Segment Start: TEXT
United States District Court, E.D. Virginia, Alexandria Division
Jul 30, 2007
1:06cv677 (JCC) (E.D. Va. Jul. 30, 2007)

Opinion

1:06cv677 (JCC).

July 30, 2007


MEMORANDUM OPINION


This matter comes before the Court on Plaintiff's objections to United States Magistrate Judge Poretz's June 22, 2007 ruling granting Defendant's motion for protective order. For the following reasons, the Court will overrule Plaintiff's objections.

I. Background

This action arises from an alleged slip and fall incident at Ronald Reagan National Airport ("Reagan National") on June 14, 2004. The facts as alleged by Plaintiff Louise Lisansky are as follows: On June 13, 2004, Plaintiff traveled by air to Washington, D.C. and landed at Reagan National in the early hours of June 14, 2004. After landing, Plaintiff exited the airport using a moving walkway. As she stepped off the moving walkway, she slipped and fell on the tile floor and suffered a broken femur. Plaintiff alleges that the floor was wet and slippery due to a recent cleaning performed by an employee of Defendant CPF. However, no signs or warnings were posted indicating a wet or slippery walkway, and she had no reason to believe the floor was wet.

Plaintiff claims that CPF was negligent in cleaning the floor, and both CPF and the Metropolitan Washington Airport Authority ("MWAA") were negligent in failing to properly warn of a potentially dangerous area. Plaintiff further contends that MWAA was negligent in its supervision of CPF in not turning off the moving walkway when the floors were being cleaned. Plaintiff suffered a closed fracture of her left femur, requiring open reduction and internal fixation of the bone. In addition to pain, suffering, and medical expenses, Plaintiff claims to have suffered a permanent physical impairment, lost wages, and emotional distress.
Segment End: TEXT
Segment Start: STORED DATA
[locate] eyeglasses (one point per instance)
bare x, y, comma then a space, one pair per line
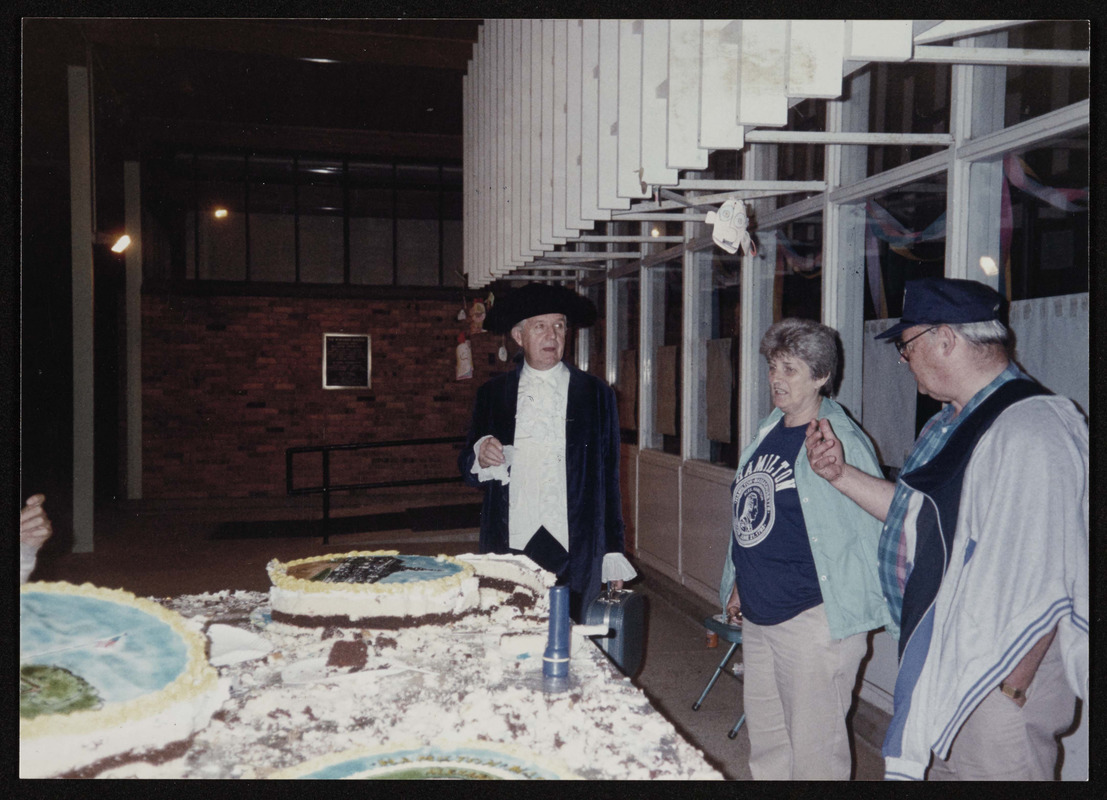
Segment End: STORED DATA
- COMPLETE THE FOLLOWING
A) Summarize the memorandum opinion in three sentences.
B) Carry the memorandum opinion forward from its final sentence.
The data were drawn from a separate source unrelated to the memorandum opinion.

- RESPONSES
A) The Court considers Plaintiff's objections to Magistrate Judge Poretz's June 22, 2007 ruling granting Defendant's motion for protective order and states that it will overrule them. The action arises from Plaintiff Louise Lisansky's alleged fall on a tile floor as she stepped off a moving walkway at Reagan National on June 14, 2004, which she attributes to a wet floor left by a recent cleaning by a CPF employee, with no signs or warnings posted. She alleges negligence by CPF and MWAA and claims a fractured left femur, pain and suffering, medical expenses, permanent physical impairment, lost wages, and emotional distress.

B)
During discovery, Plaintiff requested video footage of the accident, but Defendants stated such footage did not exist. In April 2007, prior to the end of discovery, a video was discovered and produced to Plaintiff. On June 1, 2007, Defendants amended their Answer to admit liability for ordinary negligence in light of the videotape evidence. Because negligence was the only claim pled, the Amended Answer resolved the issue of liability, leaving damages as the only triable issue. On June 8, 2007, Defendants filed a motion for a protective order to preclude the depositions of MWAA and CPF corporate designees as needlessly cumulative in light of the liability concession. On June 22, 2007, Magistrate Judge Poretz granted the motion. On July 6, 2007, Plaintiff filed an objection to the Magistrate Judge's ruling pursuant to Rule 72(a) of the Federal Rules of Civil Procedure. This motion is currently before the Court.

II. Standard of Review

Rule 72(a) of the Federal Rules of Civil Procedure permits a party to submit objections to a magistrate judge's ruling on non-dispositive matters such as discovery orders. Fed.R.Civ.P. 72(a); 28 U.S.C. § 636(b)(1)(A); see Federal Election Comm'n v. The Christian Coalition, 178 F.R.D. 456, 459-60 (E.D. Va. 1998) (citing Thomas E. Hoar, Inc. v. Sara Lee Corp., 900 F.2d 522, 525 (2d Cir. 1990)). As a non-dispositive matter, the review of a magistrate's discovery order is properly governed by the "clearly erroneous or contrary to law" standard of review. See Jesselson v. Outlet Assocs. of Williamsburg, Ltd. Partnership, 784 F. Supp. 1223, 1228 (E.D. Va. 1991).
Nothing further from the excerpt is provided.